## Available records

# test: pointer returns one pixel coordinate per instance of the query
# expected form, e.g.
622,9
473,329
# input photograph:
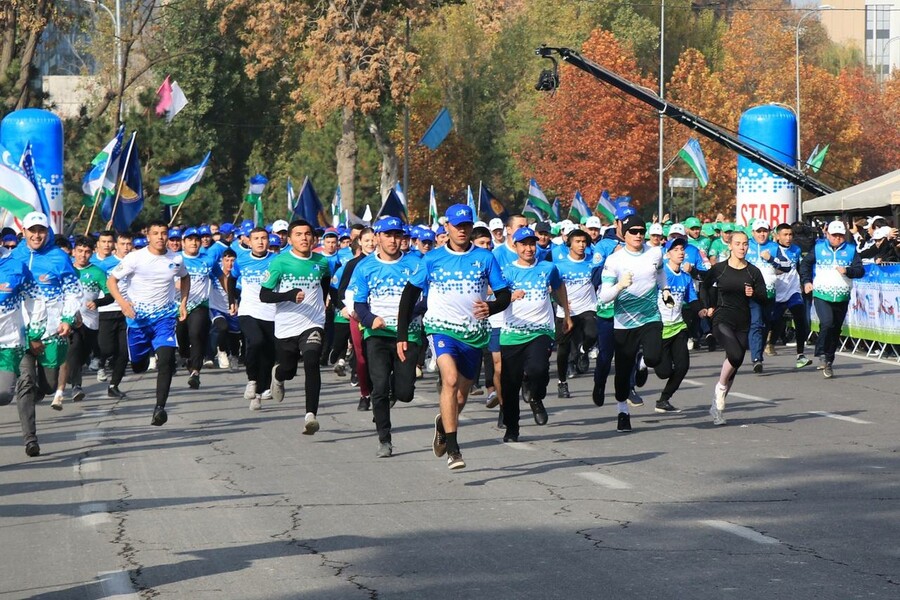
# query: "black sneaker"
540,413
455,461
114,392
598,396
159,416
663,406
32,449
439,443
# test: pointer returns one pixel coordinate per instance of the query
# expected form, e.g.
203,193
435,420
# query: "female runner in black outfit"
729,286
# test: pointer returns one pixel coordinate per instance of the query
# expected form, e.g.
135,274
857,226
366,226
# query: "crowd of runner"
473,301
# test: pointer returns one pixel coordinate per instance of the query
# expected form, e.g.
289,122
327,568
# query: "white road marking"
116,585
751,397
520,446
741,531
822,413
606,481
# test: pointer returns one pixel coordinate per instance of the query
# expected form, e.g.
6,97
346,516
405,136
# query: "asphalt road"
797,497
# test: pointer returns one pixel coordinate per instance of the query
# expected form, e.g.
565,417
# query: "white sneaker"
311,424
721,393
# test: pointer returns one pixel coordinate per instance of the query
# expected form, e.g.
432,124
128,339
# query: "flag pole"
124,170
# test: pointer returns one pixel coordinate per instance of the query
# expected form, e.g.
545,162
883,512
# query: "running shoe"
455,461
277,387
439,443
311,424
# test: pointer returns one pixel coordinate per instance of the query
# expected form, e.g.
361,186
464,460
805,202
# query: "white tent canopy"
876,194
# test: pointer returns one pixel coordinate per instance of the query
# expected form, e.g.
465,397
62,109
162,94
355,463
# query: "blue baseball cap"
459,214
524,233
387,224
623,212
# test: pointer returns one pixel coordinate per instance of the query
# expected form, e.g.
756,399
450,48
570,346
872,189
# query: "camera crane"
549,81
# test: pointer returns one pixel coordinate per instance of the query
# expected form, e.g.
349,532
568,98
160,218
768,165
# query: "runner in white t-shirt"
151,309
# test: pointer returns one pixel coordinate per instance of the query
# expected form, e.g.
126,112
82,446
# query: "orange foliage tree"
594,138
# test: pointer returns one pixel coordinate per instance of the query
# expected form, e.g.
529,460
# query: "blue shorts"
494,343
148,338
234,326
465,356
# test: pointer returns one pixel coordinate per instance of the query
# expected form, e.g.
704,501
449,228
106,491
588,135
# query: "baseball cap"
837,227
459,214
524,233
388,224
881,233
675,242
35,218
623,212
677,229
632,221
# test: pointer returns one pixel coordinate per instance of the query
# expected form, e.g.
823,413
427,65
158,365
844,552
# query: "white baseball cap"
677,229
35,218
837,227
593,223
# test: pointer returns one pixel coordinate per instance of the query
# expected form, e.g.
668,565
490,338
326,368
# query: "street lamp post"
797,62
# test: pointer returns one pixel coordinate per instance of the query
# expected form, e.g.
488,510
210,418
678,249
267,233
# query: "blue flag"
131,197
392,207
490,207
438,130
309,207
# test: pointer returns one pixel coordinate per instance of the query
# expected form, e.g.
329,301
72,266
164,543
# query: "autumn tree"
345,56
593,138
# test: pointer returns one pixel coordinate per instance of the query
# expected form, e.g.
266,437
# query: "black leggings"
259,350
734,342
674,364
627,343
531,358
583,333
193,337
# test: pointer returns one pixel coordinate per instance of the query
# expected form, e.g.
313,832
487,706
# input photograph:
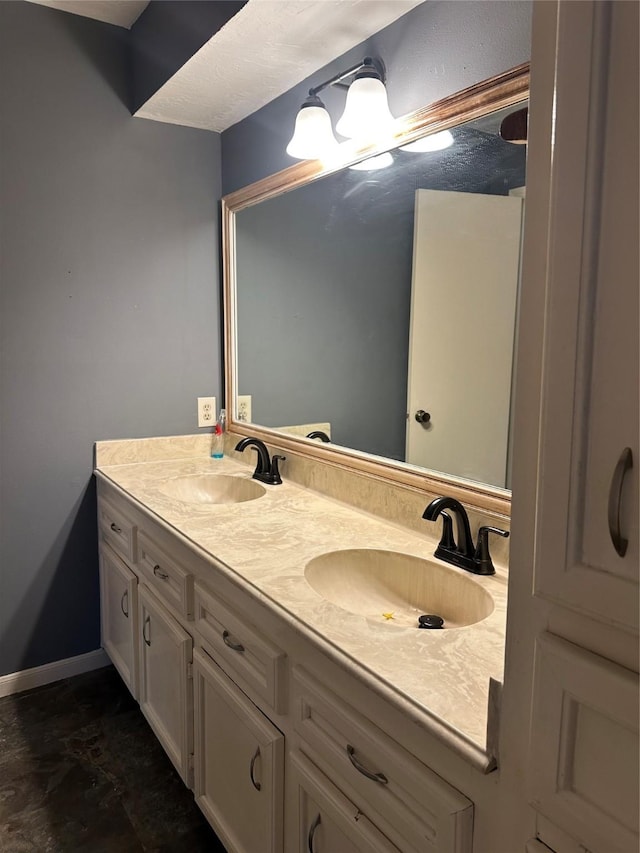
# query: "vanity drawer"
414,807
166,576
118,531
249,658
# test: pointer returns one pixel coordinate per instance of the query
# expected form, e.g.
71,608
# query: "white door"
166,685
119,616
239,764
463,304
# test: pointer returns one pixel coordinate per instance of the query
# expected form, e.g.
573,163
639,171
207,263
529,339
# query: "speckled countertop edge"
441,679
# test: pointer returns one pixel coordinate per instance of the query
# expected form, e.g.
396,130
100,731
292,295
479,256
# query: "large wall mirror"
373,305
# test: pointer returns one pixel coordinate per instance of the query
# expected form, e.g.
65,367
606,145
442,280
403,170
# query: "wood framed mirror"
326,273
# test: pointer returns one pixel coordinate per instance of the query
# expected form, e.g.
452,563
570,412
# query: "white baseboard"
16,682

## Your assignment
Please return the lines above exactly, with the pictures omitted.

## Expected answer
# test: pointer returns one pixel coordinate per instance of the query
# expected form, e.g.
622,9
473,329
# input photograph:
# query: "black sneaker"
540,413
455,461
114,392
598,396
159,416
663,406
32,449
439,443
# test: pointer returns one pixel coordinate per instance of the query
# expected form, e.g.
203,193
435,420
# query: "female runner in black outfit"
729,286
# test: pointer returns one pixel coordinate per instance of the query
# expected form, e.g.
135,274
857,226
366,226
# query: "crowd of runner"
473,301
# test: pointer returns one pixel coordinate per instance of the query
# expected form, e.g.
289,122
327,568
# query: "white road marking"
116,585
751,397
520,446
741,531
822,413
606,481
# test: pointer returns one pixel coordinate per instance of the query
# expected form, e.g.
6,97
346,516
405,136
# query: "asphalt road"
797,497
# test: pointer returns one pixel coordinate per instance of the query
# expected form, e.g.
565,417
# query: "white sneaker"
311,424
721,393
# test: pointer returns one pixel coordinate per instance of the query
# expected form, e.g.
432,124
128,339
# query: "flag pole"
124,170
# test: pointer returns one pixel coordinate per instance of the query
# expected form, e.g.
545,162
883,512
# query: "running shoe"
455,461
277,387
439,443
311,424
# test: pointer returns one pixel coordinate per instance of the query
# expected form, e.g.
361,186
464,460
805,202
# query: "white tent canopy"
876,194
# test: pointer returns one pixel coordinate per instance of the query
# expected form, e.g.
465,397
62,109
162,94
355,463
# query: "blue baseball cap"
459,214
524,233
387,224
623,212
# test: pointer returns one pixel coordinate per instance of the query
# expected form, e.g.
756,399
450,48
570,346
872,189
# query: "camera crane"
549,81
# test: pointer returns one pixel coordinate per instance of the query
# expected form, e.g.
349,532
568,98
160,218
768,165
# query: "runner in white t-shirt"
151,309
# test: pointer returns one pixel coordinate per instance of the query
# expected form, e.g.
126,112
82,446
# query: "orange foliage tree"
594,138
# test: pointer returns one pixel coordinate per instance of the query
# expected form, e.g.
529,460
# query: "blue shorts"
494,343
148,338
234,326
465,356
# test: pointer returns one pixel coordinate per instance of the query
# expected form, e.g.
704,501
449,228
106,491
588,135
# query: "baseball cap"
837,227
459,214
524,233
388,224
881,233
675,242
35,218
623,212
677,229
632,221
# test: pointer returns one pixel coordinate per instance of the query
# expected form, e.g.
823,413
427,65
158,365
844,552
# query: "white baseball cap"
677,229
35,218
837,227
593,223
# test: pointer returns one pixel coordinate per instance of the query
# expected form, e.g.
668,565
490,338
326,368
# query: "street lamp post"
797,62
# test: pointer returns one pixel coordinate per instance of the query
# expected form, e.g.
488,510
210,418
678,249
267,233
# query: "blue flag"
131,197
392,207
490,207
438,130
309,207
# test: pointer returns one pixel coordinate per instance of the query
# expected form, e.g.
329,301
72,266
164,543
# query: "autumn tree"
345,56
593,138
# test: pointer returns one pixel coordinate per instance of the query
# expected form, e.g.
266,437
# query: "black leggings"
259,350
734,342
674,364
627,343
531,358
583,333
193,337
# test: pointer returns one pixel coordinate per instance of the query
# expected form, e.g.
313,832
487,706
# input photograph:
# query: "vanity drawer"
414,807
166,576
118,531
249,658
# test: pointer returns one pixel coordinate per instance of the query
# expected form, e.g.
71,608
# query: "white door"
166,685
119,616
239,764
463,304
# test: pointer returns one pixel coordinate per instance of the query
# expected form, e.g.
573,163
639,171
207,263
529,339
# query: "speckled countertop edge"
441,679
# test: pointer returns one pixel coordinate per instance of the query
# expected form, e.g.
396,130
100,731
292,295
479,256
# query: "large wall mirror"
373,305
# test: pointer returns one pixel coordinate per instance of the query
# expected form, e.g.
65,367
606,145
442,280
403,170
# query: "wood framed mirror"
326,273
# test: pointer returns one pixel coordinate per instance of the query
# expected form, e.g.
452,563
570,412
# query: "white baseboard"
16,682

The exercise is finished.